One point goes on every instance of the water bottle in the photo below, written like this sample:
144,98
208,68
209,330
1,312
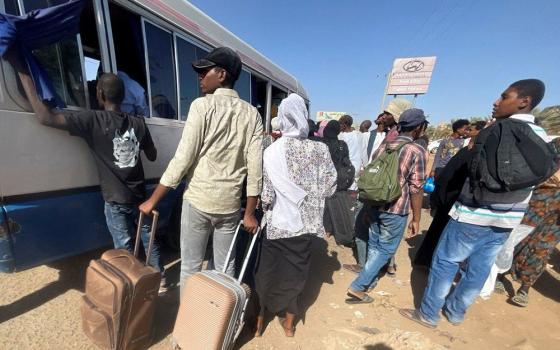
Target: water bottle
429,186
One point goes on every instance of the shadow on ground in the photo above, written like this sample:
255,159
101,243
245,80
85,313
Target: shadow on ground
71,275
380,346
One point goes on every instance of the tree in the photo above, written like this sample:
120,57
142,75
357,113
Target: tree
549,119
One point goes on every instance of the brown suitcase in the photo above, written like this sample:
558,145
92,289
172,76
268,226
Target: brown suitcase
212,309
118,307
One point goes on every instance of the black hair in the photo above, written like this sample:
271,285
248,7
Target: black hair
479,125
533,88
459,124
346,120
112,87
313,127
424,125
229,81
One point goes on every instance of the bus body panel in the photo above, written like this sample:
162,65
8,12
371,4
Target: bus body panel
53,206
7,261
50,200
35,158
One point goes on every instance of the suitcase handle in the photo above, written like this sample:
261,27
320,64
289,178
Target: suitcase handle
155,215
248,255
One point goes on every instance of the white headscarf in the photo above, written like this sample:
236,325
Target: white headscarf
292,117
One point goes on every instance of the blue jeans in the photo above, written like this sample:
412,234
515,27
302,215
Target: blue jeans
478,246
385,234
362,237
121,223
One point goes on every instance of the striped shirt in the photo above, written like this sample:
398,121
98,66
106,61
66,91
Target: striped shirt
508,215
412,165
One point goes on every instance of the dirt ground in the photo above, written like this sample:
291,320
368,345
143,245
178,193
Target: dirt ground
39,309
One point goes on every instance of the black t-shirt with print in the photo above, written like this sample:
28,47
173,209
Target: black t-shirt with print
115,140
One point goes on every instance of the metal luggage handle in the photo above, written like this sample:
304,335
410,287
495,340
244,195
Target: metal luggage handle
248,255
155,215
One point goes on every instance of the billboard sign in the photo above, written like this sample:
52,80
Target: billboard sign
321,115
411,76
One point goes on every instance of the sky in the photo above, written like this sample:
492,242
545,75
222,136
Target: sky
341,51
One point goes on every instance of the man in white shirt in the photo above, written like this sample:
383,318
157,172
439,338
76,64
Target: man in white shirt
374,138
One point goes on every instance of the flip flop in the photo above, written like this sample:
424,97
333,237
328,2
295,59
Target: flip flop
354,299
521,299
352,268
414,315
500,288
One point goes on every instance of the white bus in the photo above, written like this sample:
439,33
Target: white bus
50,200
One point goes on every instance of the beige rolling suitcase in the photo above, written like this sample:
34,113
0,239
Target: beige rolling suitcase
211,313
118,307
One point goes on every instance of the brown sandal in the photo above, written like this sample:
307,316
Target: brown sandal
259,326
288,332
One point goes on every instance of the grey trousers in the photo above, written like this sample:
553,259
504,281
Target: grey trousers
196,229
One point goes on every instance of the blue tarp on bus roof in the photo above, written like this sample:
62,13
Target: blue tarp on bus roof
════
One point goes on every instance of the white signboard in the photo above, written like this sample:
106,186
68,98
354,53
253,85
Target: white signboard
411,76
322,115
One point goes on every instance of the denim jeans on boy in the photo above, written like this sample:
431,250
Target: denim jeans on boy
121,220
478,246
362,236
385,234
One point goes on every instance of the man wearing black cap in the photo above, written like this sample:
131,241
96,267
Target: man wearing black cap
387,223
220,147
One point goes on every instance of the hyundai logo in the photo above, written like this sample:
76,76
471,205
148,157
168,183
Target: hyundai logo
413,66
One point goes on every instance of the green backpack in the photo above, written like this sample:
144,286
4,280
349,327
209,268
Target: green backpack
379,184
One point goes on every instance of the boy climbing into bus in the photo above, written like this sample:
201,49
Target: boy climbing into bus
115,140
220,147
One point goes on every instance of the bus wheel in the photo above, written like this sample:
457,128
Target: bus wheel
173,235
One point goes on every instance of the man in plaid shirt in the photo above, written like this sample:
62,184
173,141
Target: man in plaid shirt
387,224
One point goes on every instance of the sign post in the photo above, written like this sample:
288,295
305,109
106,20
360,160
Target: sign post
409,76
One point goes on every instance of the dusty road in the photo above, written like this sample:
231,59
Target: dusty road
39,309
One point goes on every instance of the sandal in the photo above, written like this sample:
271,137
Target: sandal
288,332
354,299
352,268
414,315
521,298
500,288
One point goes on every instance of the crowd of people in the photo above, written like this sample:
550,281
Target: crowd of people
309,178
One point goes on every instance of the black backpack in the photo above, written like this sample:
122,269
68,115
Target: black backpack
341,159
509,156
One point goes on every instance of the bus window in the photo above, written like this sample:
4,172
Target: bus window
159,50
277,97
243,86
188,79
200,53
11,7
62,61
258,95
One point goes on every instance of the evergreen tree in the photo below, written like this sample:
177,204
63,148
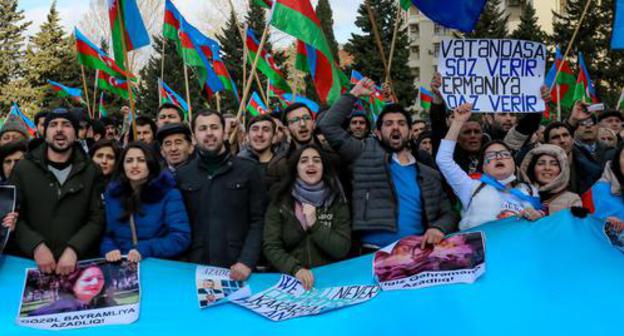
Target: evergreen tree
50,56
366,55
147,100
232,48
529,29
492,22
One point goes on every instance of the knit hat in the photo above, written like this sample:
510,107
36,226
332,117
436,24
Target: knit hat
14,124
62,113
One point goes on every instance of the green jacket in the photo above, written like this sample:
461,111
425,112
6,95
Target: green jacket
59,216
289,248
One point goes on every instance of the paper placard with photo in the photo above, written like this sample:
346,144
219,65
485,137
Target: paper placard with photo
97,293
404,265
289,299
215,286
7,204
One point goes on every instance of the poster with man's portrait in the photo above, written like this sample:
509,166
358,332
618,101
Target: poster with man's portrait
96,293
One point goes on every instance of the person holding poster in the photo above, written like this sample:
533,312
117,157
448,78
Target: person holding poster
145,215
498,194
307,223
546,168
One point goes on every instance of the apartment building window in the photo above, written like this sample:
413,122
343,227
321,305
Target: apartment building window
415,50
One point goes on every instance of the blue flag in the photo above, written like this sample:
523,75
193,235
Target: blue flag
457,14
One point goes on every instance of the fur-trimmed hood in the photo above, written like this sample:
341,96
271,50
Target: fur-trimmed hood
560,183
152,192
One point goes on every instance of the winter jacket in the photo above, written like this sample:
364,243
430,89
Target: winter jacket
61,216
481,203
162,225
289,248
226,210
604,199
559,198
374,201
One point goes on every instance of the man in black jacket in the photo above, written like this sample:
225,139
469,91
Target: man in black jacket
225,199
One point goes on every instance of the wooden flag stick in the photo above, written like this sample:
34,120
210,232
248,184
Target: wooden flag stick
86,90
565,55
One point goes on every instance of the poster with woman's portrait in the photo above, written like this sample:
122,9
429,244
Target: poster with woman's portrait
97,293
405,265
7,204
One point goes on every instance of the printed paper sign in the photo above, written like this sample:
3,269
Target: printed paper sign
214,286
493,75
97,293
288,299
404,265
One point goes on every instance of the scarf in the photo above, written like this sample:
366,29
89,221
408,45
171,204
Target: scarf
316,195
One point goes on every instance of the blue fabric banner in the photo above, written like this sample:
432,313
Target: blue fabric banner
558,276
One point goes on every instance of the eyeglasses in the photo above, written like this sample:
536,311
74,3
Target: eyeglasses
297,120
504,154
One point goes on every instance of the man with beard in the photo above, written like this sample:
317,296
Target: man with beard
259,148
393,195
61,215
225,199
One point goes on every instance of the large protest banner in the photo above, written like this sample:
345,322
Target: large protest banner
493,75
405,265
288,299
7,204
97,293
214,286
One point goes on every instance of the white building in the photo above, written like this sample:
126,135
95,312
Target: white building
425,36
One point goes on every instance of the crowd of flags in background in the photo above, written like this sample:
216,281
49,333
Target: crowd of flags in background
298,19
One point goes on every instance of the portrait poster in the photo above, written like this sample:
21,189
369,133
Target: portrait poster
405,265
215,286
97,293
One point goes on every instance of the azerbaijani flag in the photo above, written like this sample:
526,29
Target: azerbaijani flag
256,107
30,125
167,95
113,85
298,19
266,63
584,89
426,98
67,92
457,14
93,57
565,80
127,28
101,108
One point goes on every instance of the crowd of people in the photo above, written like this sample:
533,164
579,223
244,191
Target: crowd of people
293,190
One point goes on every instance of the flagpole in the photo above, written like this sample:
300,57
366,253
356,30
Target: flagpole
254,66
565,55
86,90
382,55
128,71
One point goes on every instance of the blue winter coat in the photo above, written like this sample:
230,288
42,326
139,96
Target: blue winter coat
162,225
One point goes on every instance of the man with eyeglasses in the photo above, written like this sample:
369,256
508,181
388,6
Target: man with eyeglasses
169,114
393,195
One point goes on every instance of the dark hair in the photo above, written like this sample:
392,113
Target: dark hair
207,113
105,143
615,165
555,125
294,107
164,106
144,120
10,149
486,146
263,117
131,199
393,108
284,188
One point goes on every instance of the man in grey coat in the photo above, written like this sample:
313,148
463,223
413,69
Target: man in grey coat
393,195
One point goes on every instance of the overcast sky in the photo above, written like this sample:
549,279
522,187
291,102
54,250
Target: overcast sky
════
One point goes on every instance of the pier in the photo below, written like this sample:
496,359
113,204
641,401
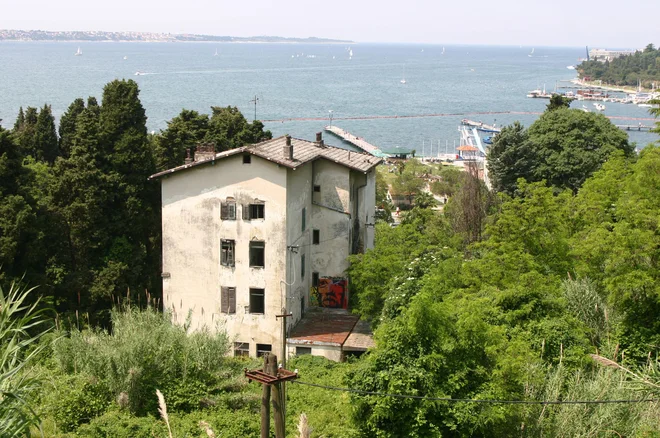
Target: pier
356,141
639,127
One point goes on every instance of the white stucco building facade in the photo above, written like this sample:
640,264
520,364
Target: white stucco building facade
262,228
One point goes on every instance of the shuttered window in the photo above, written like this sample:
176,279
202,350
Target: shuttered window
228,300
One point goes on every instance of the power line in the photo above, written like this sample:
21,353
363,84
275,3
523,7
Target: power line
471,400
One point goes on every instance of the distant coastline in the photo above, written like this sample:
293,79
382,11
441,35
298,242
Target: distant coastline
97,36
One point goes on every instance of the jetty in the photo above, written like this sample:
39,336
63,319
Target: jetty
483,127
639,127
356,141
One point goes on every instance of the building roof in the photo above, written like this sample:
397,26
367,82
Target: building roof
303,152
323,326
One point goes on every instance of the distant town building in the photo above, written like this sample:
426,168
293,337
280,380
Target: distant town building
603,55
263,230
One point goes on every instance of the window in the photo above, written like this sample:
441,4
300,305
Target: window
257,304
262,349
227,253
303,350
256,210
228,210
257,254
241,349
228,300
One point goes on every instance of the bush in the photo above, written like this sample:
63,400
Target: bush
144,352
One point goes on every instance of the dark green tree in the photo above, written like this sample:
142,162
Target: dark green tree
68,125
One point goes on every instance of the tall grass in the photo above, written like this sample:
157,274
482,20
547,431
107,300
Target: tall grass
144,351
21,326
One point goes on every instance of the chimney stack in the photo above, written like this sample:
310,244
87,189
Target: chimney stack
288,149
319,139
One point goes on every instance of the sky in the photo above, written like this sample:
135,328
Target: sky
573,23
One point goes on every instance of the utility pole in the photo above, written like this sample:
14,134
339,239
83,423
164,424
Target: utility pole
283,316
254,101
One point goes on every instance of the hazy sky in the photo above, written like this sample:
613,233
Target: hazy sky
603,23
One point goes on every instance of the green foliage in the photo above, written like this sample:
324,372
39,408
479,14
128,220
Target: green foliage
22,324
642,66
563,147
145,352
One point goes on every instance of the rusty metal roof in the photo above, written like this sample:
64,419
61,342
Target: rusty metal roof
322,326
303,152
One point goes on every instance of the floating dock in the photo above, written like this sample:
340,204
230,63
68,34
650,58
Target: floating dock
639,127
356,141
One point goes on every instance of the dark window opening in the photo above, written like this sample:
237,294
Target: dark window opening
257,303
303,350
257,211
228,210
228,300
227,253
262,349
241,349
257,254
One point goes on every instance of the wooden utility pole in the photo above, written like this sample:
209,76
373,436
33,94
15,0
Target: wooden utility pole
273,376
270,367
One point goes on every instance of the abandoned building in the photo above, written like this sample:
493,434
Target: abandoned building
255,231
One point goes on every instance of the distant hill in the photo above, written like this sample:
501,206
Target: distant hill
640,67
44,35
════
▸ What to produce: In the records above, find every line with the word "tarp" and copy it.

▸ Solution below:
One point goes on every instance of the blue tarp on bus roof in the photo above, written like this sample:
Target: blue tarp on bus roof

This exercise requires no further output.